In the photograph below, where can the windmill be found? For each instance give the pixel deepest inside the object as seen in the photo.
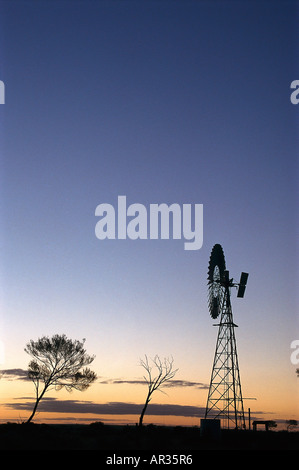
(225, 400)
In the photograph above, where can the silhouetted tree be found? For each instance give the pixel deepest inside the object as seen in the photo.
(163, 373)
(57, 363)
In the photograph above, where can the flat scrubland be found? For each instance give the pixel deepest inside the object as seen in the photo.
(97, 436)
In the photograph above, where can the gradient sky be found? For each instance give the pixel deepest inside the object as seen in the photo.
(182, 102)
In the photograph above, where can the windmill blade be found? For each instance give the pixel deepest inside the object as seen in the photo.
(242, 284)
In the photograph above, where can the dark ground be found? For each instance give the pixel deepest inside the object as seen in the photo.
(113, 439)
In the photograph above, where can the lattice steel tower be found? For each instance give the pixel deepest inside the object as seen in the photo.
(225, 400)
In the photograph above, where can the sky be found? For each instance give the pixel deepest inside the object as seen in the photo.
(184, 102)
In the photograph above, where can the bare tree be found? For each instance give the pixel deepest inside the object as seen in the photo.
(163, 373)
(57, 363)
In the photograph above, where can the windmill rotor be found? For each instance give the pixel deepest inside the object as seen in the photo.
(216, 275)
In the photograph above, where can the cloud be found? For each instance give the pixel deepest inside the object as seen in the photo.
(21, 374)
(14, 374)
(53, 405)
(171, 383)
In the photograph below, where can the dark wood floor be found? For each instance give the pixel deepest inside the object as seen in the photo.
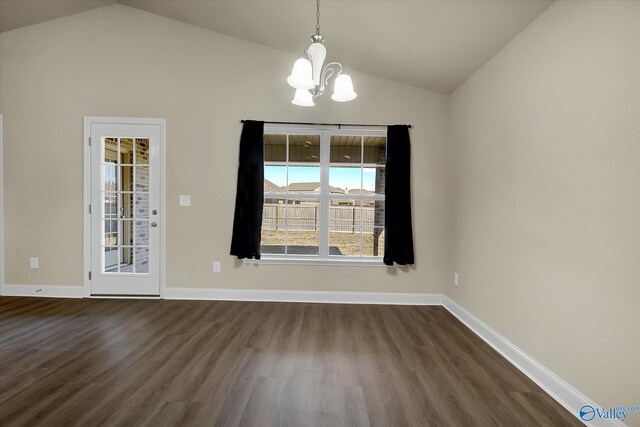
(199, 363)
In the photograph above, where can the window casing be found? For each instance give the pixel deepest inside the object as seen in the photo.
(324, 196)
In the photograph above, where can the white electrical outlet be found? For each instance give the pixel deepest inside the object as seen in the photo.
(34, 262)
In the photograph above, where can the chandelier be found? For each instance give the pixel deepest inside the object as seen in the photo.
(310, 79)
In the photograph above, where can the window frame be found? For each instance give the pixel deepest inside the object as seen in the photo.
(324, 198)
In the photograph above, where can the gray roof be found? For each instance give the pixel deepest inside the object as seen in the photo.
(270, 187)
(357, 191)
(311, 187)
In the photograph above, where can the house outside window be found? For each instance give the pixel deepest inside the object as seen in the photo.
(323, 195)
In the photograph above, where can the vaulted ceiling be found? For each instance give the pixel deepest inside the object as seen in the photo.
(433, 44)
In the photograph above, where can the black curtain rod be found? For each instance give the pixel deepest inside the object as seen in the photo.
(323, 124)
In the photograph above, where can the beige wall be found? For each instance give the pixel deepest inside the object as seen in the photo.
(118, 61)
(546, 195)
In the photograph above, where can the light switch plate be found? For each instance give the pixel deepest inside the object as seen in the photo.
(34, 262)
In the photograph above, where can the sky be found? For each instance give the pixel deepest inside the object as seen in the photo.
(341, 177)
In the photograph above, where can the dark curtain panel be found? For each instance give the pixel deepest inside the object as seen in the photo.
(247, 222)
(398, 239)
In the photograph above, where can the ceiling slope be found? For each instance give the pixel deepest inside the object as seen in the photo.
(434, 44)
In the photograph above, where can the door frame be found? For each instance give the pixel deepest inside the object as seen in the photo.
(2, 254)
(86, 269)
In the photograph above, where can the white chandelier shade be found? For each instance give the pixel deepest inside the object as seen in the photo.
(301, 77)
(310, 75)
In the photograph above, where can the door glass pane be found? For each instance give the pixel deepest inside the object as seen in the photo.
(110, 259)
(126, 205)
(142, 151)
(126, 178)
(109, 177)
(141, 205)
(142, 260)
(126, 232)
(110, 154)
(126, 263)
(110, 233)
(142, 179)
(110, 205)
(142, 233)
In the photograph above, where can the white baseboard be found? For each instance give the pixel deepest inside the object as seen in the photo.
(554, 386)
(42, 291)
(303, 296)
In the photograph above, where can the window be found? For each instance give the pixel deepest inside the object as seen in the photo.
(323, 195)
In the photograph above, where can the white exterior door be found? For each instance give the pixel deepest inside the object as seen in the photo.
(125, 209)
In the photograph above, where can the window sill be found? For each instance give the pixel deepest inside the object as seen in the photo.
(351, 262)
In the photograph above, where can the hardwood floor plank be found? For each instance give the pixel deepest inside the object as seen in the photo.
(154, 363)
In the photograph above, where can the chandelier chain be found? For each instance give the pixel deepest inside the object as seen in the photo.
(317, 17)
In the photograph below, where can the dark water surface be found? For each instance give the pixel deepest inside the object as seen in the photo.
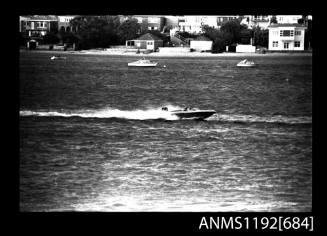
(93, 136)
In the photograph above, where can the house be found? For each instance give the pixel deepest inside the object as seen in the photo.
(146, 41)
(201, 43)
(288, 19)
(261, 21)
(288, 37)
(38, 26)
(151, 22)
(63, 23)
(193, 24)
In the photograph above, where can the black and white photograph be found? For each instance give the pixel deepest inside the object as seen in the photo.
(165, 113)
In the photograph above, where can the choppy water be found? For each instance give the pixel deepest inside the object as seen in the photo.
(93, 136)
|---|
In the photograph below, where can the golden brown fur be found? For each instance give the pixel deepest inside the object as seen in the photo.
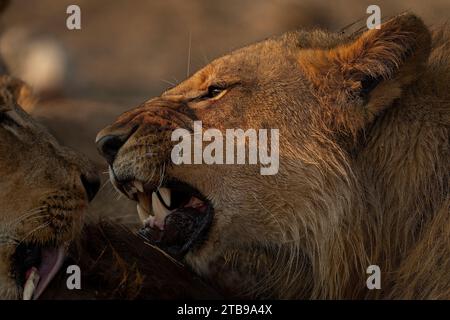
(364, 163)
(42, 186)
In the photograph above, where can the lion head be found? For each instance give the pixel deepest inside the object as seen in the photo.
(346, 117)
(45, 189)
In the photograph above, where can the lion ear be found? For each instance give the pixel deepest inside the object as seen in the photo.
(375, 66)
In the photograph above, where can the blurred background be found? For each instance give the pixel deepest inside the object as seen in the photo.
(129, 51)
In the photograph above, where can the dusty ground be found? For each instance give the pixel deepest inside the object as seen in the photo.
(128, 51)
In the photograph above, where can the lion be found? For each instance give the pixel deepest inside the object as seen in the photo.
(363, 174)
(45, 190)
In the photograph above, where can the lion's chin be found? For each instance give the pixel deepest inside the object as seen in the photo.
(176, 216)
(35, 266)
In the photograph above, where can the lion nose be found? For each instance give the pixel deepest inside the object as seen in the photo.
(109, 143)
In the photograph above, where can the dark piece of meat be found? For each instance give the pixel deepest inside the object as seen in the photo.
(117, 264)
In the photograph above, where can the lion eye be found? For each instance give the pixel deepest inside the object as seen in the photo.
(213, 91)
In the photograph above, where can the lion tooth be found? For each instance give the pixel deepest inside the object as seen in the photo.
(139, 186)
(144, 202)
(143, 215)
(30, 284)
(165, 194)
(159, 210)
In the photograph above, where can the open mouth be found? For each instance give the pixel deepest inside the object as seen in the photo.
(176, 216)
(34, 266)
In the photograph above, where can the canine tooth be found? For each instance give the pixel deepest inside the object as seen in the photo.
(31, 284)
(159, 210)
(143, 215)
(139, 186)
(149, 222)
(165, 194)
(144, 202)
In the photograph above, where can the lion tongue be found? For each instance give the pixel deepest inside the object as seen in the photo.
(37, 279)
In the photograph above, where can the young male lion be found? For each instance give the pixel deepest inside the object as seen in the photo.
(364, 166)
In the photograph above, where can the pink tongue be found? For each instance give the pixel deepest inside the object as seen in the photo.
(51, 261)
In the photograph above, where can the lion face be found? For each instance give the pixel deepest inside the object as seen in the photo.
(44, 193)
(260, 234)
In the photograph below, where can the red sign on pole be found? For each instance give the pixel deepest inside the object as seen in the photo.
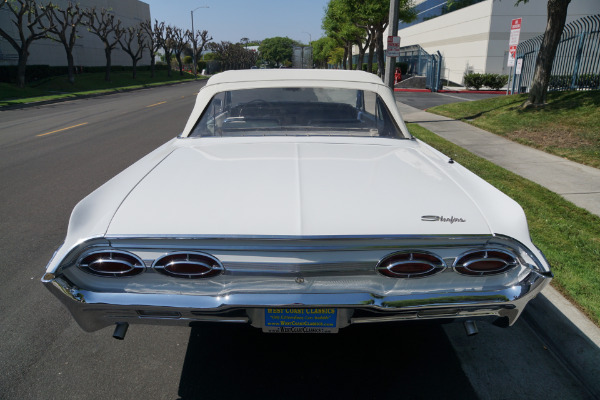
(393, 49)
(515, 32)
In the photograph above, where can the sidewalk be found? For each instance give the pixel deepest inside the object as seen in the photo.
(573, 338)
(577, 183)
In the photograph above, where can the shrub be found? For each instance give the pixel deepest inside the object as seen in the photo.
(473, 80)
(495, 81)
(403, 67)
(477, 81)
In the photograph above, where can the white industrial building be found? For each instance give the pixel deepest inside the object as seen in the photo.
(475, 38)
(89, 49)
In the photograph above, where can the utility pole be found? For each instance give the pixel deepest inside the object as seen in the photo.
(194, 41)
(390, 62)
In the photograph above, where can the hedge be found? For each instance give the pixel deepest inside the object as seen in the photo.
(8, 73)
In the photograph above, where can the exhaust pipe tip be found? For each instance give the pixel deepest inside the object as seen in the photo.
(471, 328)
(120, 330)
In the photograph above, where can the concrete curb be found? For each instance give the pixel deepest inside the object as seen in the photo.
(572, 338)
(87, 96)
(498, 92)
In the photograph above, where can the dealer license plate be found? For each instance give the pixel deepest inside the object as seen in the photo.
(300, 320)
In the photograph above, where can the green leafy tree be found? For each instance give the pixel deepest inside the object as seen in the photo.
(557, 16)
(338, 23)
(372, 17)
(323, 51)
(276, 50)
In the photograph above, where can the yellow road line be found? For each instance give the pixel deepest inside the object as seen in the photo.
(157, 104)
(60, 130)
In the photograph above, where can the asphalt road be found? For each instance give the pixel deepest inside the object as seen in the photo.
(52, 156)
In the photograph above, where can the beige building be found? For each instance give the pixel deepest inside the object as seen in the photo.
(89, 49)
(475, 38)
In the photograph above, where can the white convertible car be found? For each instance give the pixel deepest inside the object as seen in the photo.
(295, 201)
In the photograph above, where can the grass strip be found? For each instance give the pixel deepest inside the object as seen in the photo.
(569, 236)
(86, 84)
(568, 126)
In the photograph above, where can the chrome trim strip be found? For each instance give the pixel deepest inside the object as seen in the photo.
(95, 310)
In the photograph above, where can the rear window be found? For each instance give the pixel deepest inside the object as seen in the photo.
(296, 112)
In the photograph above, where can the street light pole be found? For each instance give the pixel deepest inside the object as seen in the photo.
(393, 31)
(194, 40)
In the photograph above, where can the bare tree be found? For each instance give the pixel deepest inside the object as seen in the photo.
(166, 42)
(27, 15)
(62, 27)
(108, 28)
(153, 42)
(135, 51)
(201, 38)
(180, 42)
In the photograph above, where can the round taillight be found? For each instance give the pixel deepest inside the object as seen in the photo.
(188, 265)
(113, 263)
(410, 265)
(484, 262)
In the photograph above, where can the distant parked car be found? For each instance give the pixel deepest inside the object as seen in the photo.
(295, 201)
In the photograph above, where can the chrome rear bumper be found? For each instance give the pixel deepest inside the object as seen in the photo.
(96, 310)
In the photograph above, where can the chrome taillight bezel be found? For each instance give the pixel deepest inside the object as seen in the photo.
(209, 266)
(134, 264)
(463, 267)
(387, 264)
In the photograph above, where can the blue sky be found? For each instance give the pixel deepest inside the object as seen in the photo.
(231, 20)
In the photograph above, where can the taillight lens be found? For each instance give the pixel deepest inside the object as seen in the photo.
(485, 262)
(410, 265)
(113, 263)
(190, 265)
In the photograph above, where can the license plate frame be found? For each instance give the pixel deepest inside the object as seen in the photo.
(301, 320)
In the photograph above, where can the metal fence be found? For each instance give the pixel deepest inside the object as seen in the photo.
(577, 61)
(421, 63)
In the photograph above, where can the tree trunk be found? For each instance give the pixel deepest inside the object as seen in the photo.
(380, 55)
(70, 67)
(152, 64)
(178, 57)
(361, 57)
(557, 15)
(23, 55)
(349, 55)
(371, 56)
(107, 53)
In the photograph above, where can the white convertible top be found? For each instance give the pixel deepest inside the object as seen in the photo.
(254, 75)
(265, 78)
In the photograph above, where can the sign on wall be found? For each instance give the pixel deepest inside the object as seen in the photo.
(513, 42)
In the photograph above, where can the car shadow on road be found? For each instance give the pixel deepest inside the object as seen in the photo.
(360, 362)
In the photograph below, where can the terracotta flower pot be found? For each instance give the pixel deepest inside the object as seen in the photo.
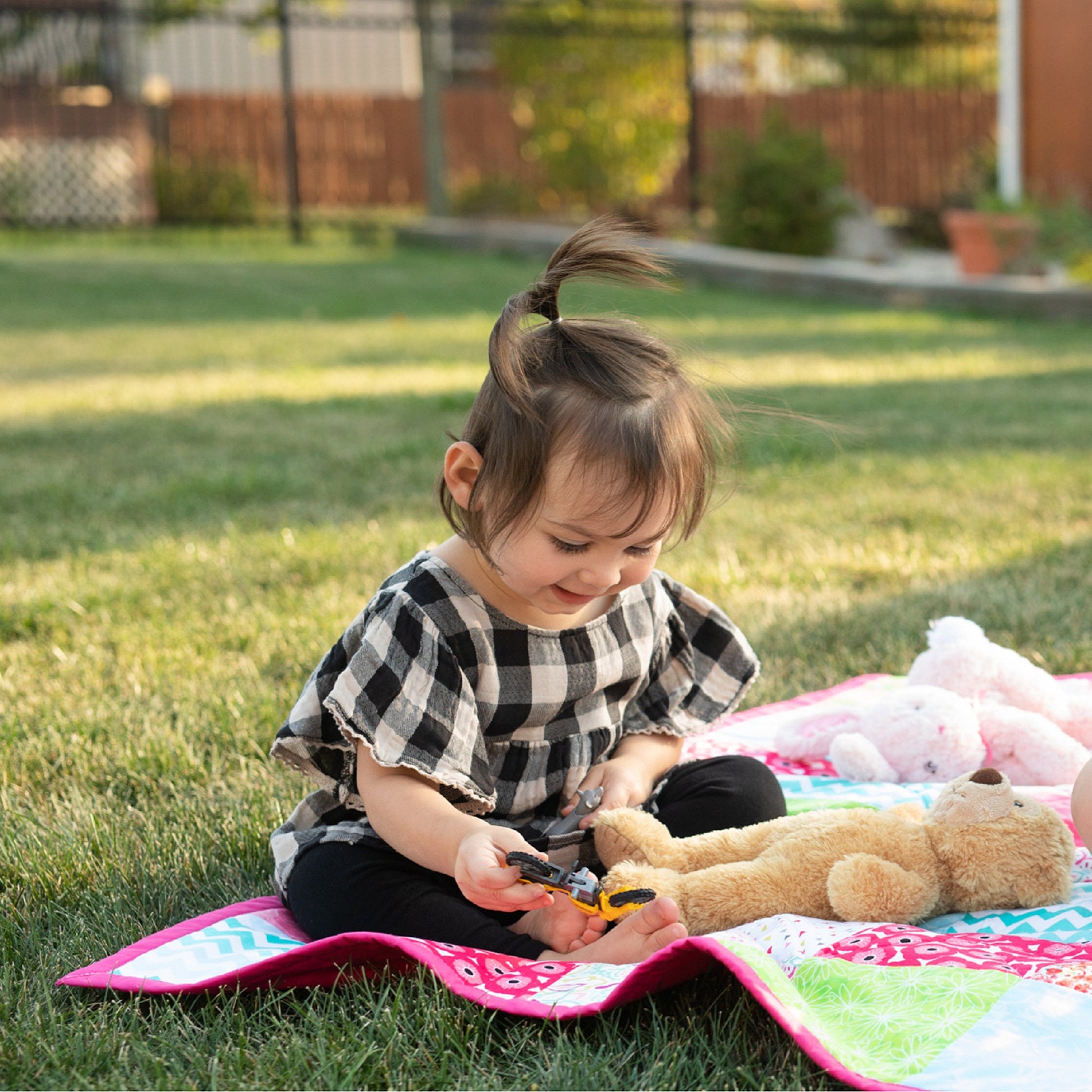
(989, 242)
|---|
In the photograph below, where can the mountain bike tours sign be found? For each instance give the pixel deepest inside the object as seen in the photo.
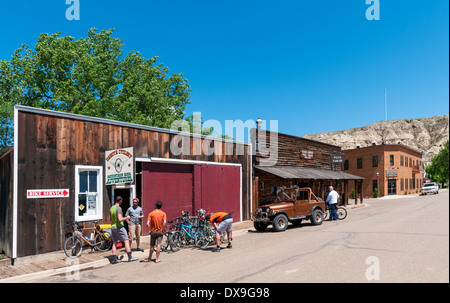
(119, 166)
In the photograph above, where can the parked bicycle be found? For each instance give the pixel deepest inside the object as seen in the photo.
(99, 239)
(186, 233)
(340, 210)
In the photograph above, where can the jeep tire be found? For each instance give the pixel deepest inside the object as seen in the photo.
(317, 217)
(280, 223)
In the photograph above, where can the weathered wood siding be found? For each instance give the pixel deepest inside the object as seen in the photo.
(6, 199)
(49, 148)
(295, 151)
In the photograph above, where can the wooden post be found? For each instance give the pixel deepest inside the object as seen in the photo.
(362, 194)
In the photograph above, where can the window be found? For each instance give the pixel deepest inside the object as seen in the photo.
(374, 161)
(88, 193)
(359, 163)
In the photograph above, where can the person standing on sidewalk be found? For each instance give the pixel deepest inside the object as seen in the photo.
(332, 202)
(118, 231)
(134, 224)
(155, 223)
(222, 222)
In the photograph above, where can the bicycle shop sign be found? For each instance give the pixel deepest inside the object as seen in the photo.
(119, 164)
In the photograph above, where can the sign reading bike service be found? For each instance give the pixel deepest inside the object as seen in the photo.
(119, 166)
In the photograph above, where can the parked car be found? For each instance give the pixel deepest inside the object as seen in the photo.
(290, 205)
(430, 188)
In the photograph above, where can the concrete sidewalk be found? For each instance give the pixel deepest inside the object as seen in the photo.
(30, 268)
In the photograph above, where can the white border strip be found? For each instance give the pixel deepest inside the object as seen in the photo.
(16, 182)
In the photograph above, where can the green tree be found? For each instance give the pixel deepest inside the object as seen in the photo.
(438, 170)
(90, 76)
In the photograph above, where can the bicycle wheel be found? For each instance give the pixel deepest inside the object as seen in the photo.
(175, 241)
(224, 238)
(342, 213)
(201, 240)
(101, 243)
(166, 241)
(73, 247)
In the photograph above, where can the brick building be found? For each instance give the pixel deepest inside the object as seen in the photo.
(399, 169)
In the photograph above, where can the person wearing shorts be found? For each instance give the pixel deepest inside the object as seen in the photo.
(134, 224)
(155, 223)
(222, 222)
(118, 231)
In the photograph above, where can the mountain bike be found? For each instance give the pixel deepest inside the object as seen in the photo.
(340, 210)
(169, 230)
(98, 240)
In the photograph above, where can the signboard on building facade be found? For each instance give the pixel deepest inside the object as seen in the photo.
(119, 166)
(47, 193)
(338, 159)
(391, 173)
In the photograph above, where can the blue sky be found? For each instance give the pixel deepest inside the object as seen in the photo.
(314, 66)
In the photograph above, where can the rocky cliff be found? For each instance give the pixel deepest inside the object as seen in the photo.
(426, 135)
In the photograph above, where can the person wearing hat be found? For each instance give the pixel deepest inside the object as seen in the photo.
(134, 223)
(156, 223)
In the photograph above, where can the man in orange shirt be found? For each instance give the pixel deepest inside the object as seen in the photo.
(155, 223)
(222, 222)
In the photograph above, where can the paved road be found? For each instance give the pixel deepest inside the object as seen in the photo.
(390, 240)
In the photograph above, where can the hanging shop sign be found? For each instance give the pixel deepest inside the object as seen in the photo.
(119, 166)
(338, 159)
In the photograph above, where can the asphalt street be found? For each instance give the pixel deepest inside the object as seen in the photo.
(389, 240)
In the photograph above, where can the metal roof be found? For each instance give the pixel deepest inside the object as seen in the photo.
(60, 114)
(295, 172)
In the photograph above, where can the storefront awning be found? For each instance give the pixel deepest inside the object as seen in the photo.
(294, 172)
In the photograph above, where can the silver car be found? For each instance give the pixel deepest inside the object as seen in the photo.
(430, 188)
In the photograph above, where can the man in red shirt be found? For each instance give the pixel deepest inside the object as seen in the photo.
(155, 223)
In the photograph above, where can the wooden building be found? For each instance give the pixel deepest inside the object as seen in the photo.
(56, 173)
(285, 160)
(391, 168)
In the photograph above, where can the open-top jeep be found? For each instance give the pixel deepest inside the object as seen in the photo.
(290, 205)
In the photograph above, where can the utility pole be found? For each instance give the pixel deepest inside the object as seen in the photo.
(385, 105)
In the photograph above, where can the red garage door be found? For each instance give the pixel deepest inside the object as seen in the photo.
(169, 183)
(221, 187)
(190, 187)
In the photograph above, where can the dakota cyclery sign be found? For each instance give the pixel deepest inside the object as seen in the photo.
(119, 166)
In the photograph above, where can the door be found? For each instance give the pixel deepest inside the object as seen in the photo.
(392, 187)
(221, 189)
|---|
• _WHAT TO WORK ON_
Select every line of the rows above that contains the string "curtain", and copy each one out in full. Case counts.

• _RESULT OF THE TASK_
In the photograph above, where can the black curtain rod be found? For each instance give the pixel deepest inside the object as seen in the photo.
In the photograph above, where can the dark curtain panel be found? For each instance give the pixel deepest inside the object as seen in the photo.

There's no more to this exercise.